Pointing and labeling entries
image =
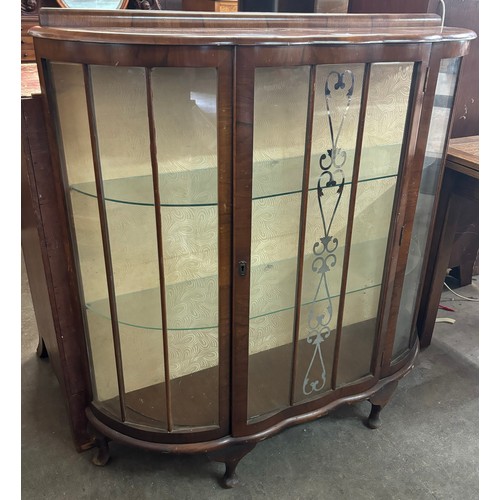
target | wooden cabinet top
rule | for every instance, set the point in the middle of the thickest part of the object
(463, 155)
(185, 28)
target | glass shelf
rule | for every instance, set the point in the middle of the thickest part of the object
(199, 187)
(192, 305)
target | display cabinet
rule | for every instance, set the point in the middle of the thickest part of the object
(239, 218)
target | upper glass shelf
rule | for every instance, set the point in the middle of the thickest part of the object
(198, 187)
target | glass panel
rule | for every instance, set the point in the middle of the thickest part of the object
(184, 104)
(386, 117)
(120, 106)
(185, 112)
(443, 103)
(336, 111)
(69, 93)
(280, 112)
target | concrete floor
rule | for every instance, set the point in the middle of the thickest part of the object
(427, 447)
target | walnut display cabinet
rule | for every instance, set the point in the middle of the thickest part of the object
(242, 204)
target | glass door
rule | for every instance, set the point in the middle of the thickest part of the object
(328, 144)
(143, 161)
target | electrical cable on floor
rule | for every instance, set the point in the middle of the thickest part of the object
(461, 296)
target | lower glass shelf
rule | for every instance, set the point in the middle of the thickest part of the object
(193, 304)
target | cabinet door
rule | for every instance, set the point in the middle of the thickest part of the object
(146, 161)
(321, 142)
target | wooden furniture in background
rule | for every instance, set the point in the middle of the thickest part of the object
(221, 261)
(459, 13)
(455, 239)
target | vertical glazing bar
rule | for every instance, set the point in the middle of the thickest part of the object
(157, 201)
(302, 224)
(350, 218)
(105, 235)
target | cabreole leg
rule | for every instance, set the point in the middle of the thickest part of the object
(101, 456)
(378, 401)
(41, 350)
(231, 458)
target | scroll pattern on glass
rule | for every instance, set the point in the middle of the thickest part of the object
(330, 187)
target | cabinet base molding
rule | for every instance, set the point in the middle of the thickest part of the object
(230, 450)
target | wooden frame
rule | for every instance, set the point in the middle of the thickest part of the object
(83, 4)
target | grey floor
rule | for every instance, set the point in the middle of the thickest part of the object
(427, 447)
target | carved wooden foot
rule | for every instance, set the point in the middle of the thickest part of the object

[TASK REQUIREMENTS] Give again only the lines of the material above that run from the one with "target | walnut display cabinet" through the end, both included, exactly as they appear.

[EXERCISE RESPONSE]
target | walnut display cabinet
rule | for every instance, set the point in the middle of the thickest part of the object
(242, 204)
target | glass door
rule | for every instance, set the point in the middle of the thickest part of the object
(328, 144)
(143, 161)
target | electrical cable on floor
rule | for every instance, set the point in the middle of the thickest part of the object
(461, 296)
target | lower glass shelf
rule | for every instance, set the point in the middle of the thickest part of the object
(193, 304)
target | cabinet door
rule | for every instance, set the point in the middle of the thickest part of the object
(146, 161)
(321, 142)
target | wooden furniture in background
rule | for every instance, set the point in the middle of the thickest part of the object
(221, 261)
(459, 13)
(455, 239)
target | vertical glazing bar
rule | for every instance, set the point in the middle of the thickest part of the object
(157, 201)
(302, 224)
(350, 218)
(105, 235)
target | cabreole leg
rule | for every instance, set the point in the middle of the thickest part of the object
(101, 456)
(378, 401)
(41, 350)
(231, 458)
target | scroll pattern on glass
rule | for every instance, set the point in the middle of the thickest part of the object
(330, 187)
target | cabinet base molding
rule | for every instance, set the point in the middle of the thickest part of the object
(230, 450)
target | wooden frame
rule | for every instance, set the point in the middle of the thickest part of the object
(83, 4)
target | grey floor
rule | for every instance, set the point in the middle of the thickest part of the object
(427, 447)
target | carved wooden foot
rule | for every instance, set the point in the middle of the thickest part of the object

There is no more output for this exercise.